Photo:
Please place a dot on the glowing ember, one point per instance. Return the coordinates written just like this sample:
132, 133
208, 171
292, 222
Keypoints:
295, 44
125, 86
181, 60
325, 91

= = = = =

__Stated exercise__:
Write out the items above again, putting "hot coal" wherever "glowing ember" appears and leaving everything else as it is.

__Correct output__:
Photo:
Please place a dot on the hot coal, one point per instance. Return the coordinates written just like this sample:
132, 133
208, 171
292, 222
Keypoints:
295, 44
125, 86
181, 60
325, 91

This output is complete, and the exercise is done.